- **Task directions**: Taking the entries below from the top, restate each line exactly and end with the line containing "query: orange stripe on sail".
________________________________________
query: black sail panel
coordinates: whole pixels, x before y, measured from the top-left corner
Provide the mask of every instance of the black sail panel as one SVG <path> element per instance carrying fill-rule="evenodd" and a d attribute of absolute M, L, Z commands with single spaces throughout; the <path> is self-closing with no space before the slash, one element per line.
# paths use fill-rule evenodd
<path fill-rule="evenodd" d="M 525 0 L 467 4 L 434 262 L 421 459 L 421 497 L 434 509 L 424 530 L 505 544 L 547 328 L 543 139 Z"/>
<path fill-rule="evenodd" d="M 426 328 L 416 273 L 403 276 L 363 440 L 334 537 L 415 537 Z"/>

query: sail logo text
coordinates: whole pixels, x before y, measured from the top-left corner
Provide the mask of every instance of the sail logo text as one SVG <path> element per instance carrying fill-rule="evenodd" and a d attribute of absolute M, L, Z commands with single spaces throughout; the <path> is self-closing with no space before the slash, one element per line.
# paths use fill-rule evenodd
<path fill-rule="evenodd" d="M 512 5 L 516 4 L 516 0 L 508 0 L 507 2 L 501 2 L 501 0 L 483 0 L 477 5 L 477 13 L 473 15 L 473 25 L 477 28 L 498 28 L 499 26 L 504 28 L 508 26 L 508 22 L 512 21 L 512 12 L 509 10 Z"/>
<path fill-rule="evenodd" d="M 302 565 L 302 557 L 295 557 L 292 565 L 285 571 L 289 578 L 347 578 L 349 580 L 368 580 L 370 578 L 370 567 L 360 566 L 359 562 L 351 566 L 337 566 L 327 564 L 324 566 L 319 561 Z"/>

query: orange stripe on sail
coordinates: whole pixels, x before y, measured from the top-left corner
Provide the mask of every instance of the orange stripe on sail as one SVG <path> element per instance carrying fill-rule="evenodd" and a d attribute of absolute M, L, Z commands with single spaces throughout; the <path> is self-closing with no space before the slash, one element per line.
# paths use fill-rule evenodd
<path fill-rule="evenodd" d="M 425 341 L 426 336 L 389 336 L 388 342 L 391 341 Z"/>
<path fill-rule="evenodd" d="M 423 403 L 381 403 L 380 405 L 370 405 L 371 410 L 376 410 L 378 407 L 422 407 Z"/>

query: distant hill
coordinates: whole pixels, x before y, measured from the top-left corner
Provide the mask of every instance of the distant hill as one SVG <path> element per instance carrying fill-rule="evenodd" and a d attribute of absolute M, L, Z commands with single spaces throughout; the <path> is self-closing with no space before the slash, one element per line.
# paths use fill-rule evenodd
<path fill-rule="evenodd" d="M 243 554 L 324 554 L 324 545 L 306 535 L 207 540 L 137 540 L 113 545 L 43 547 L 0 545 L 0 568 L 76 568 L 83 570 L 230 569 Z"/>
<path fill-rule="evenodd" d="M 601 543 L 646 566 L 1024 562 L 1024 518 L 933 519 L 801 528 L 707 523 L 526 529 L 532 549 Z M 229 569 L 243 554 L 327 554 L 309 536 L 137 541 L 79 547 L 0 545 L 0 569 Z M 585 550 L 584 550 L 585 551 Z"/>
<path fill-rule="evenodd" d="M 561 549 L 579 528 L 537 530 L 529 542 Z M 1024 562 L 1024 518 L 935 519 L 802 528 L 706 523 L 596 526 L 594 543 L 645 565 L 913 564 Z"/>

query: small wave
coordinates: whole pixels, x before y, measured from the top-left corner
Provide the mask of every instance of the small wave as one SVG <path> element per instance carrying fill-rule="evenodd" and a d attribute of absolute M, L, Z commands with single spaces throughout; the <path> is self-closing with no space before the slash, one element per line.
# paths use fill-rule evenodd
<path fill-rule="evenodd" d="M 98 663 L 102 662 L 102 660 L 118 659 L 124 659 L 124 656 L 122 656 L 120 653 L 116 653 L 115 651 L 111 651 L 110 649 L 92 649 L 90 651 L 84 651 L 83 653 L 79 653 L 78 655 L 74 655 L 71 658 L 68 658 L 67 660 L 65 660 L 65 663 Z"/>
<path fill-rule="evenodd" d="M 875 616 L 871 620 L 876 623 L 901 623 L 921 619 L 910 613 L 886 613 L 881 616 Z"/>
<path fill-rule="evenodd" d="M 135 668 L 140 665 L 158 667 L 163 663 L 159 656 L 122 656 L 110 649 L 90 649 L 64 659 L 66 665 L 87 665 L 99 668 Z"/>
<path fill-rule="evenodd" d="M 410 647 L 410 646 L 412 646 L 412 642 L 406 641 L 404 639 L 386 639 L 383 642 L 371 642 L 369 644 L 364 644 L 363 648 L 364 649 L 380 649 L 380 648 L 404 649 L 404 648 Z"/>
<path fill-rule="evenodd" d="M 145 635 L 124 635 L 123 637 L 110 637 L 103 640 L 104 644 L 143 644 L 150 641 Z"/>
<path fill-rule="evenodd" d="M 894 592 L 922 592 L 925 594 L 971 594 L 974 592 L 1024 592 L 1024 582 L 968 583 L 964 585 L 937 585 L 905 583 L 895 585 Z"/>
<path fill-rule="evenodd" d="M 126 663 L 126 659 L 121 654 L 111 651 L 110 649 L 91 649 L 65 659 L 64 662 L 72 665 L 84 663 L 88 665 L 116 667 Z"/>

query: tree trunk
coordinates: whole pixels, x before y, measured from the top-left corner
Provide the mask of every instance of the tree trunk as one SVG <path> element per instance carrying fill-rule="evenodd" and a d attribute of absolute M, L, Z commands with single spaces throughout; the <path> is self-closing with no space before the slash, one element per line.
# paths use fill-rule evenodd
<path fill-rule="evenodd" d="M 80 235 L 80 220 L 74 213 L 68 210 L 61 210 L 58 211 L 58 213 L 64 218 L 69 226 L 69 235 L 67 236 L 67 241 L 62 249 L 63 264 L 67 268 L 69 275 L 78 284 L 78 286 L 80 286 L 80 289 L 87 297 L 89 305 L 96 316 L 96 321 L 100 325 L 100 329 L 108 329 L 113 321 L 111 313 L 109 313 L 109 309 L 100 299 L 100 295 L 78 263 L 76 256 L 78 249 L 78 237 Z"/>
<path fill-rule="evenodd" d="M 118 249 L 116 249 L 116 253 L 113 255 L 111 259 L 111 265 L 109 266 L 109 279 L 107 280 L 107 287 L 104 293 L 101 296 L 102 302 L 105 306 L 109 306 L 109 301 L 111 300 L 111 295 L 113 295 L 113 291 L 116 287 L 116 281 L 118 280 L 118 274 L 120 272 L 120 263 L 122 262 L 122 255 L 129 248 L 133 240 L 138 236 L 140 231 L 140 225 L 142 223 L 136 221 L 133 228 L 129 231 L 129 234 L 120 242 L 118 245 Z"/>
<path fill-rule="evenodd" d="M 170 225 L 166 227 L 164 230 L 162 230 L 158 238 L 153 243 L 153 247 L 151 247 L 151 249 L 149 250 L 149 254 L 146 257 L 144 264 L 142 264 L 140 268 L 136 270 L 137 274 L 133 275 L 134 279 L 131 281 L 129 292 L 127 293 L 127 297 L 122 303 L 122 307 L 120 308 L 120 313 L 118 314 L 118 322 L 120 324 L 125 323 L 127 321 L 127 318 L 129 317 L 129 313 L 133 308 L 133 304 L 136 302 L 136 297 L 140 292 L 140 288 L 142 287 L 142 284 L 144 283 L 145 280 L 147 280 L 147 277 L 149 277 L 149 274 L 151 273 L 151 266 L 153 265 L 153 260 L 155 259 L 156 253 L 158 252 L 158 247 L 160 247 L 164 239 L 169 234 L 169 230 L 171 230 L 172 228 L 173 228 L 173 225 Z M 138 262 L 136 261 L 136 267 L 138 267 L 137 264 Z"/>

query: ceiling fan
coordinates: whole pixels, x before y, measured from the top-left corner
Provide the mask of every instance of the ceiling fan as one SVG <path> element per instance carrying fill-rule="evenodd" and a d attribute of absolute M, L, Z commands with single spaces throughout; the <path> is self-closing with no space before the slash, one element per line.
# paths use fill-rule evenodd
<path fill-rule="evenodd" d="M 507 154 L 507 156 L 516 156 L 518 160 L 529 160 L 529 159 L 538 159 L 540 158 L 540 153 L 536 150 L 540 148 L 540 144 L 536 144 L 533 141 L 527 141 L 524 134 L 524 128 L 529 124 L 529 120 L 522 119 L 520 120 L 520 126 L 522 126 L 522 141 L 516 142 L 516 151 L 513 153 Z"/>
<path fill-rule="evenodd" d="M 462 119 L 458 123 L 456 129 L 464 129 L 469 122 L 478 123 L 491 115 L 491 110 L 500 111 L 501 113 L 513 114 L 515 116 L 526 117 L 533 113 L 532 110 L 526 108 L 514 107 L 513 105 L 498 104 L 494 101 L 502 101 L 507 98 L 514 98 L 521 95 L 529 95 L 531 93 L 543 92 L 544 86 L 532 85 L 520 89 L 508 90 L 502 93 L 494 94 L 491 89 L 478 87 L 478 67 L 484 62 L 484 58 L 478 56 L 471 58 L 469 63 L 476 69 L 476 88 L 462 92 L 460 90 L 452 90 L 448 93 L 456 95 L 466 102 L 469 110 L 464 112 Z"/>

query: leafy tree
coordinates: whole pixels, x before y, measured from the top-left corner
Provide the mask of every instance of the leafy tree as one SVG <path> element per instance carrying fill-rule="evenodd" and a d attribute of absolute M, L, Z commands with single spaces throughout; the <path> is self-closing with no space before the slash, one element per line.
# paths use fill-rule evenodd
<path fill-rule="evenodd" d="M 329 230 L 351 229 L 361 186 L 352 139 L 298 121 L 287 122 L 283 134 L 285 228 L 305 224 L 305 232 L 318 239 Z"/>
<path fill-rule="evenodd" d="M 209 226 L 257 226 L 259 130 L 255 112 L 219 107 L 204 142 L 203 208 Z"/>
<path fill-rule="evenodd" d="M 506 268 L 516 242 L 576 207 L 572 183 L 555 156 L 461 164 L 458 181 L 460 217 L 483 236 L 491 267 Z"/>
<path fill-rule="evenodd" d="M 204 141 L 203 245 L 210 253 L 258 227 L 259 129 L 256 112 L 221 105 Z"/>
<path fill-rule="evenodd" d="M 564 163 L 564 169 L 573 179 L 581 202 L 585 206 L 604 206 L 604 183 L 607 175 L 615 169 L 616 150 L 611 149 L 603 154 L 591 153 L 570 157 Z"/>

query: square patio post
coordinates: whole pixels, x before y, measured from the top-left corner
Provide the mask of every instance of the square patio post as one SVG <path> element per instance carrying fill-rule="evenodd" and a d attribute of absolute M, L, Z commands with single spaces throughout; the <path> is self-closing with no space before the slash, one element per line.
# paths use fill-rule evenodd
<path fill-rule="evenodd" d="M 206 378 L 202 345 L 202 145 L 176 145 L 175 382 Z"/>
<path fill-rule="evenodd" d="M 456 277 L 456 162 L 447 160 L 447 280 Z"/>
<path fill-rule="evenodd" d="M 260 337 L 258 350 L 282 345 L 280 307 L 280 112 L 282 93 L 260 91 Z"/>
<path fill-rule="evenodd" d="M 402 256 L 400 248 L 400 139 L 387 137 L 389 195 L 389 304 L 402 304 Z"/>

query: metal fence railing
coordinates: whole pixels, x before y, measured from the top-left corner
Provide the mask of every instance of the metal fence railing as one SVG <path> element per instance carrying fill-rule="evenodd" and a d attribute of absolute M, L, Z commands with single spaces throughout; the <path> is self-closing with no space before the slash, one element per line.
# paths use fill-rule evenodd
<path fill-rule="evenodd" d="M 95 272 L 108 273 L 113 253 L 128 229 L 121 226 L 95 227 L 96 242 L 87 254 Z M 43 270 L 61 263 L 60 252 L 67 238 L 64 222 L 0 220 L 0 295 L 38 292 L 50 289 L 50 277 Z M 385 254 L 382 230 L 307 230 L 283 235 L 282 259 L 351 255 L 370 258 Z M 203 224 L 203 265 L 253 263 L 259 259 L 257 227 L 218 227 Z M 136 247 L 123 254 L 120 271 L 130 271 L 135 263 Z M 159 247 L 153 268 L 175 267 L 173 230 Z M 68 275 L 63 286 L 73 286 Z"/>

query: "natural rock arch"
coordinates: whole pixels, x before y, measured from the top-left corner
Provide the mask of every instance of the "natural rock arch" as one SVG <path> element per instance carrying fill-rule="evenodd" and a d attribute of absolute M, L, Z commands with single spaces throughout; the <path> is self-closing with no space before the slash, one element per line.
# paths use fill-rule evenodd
________________________________________
- **Answer for this exercise**:
query: black sail panel
coordinates: whole pixels, x before y, measured from the top-left corner
Provide the mask of every instance of the black sail panel as one SVG <path> element per instance carrying fill-rule="evenodd" and a d attribute of absolute M, L, Z commands with single spaces throughout; the <path> is self-closing with no space before the slash, one element per line.
# paths use fill-rule evenodd
<path fill-rule="evenodd" d="M 525 0 L 467 4 L 434 262 L 421 459 L 421 497 L 434 509 L 424 530 L 505 544 L 547 328 L 543 139 Z"/>
<path fill-rule="evenodd" d="M 426 328 L 416 273 L 403 276 L 363 440 L 334 537 L 415 537 Z"/>

query: sail logo text
coordinates: whole pixels, x before y, measured from the top-left corner
Provide the mask of every instance of the sail logo text as one SVG <path> element per instance carrying fill-rule="evenodd" and a d attribute of absolute M, L, Z commands with single spaces throughout; the <path> is self-closing with no space before the slash, one element per line.
# paths use fill-rule evenodd
<path fill-rule="evenodd" d="M 512 5 L 516 4 L 516 0 L 508 0 L 507 2 L 501 2 L 501 0 L 483 0 L 477 5 L 477 13 L 473 15 L 473 25 L 477 28 L 498 28 L 499 26 L 504 28 L 508 26 L 508 22 L 512 21 L 512 12 L 509 10 Z"/>
<path fill-rule="evenodd" d="M 302 565 L 302 557 L 295 557 L 292 565 L 285 571 L 289 578 L 347 578 L 349 580 L 368 580 L 370 578 L 370 567 L 360 566 L 359 562 L 351 566 L 337 566 L 327 564 L 324 566 L 319 561 Z"/>

query: orange stripe on sail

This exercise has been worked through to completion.